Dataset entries
****

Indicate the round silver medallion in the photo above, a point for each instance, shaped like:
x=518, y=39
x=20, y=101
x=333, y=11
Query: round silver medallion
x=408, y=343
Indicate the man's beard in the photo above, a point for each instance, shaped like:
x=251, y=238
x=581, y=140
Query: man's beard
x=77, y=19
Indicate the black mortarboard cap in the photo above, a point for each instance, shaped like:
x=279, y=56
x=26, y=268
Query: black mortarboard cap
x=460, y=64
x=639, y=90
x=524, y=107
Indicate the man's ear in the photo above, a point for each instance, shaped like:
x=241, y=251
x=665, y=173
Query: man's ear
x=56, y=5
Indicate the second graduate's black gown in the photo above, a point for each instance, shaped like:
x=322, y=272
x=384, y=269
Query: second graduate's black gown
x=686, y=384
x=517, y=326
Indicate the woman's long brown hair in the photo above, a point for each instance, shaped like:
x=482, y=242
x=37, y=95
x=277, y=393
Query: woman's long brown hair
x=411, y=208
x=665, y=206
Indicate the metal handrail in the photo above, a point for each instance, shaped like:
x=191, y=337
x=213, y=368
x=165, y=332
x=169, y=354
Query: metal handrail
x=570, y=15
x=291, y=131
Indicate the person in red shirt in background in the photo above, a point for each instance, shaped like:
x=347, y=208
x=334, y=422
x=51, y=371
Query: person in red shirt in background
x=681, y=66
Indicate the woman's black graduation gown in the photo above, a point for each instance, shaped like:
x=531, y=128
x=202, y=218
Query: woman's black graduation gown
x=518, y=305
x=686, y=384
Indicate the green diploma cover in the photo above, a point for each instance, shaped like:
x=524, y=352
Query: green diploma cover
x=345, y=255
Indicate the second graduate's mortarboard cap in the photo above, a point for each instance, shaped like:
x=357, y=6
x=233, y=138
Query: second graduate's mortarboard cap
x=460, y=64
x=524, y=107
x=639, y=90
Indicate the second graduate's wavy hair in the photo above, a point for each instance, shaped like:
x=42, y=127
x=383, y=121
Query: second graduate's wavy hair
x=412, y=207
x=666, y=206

****

# [Instructions for the task]
Copy out the rows above word for word, from the very first line through the line that contains "x=681, y=66", including both of those lines.

# [The solution]
Indicate the round silver medallion in the photo above, a point for each instance, shaped like:
x=518, y=39
x=20, y=101
x=333, y=11
Query: round silver medallion
x=408, y=343
Indicate the man's beard in the photo above, a point for each instance, shaped like:
x=251, y=238
x=581, y=140
Query: man's beard
x=77, y=19
Indicate the black mortarboard cap in the photo above, a point for each instance, shaped like:
x=279, y=56
x=26, y=268
Query: black mortarboard cap
x=460, y=64
x=639, y=90
x=524, y=107
Indicate the man's ear in the photo above, a point for each instance, shaped like:
x=241, y=251
x=665, y=173
Query: man's ear
x=56, y=5
Indicate the second graduate's black gown in the photo above, a point for each instance, shaped like:
x=322, y=272
x=384, y=269
Query: second graduate's black gown
x=686, y=384
x=517, y=326
Indicate the woman's long brown hair in the photo above, a point for each instance, shaped like:
x=482, y=242
x=37, y=95
x=277, y=393
Query: woman's long brown hair
x=411, y=208
x=665, y=206
Indicate the metal handrail in the photo above, a point for each instance, shaped like:
x=191, y=337
x=213, y=368
x=165, y=332
x=169, y=354
Query: metal handrail
x=570, y=15
x=291, y=131
Indicate the person in red shirt in background in the photo above, a point for each instance, shaped like:
x=347, y=208
x=334, y=422
x=51, y=371
Query: person in red shirt in background
x=681, y=66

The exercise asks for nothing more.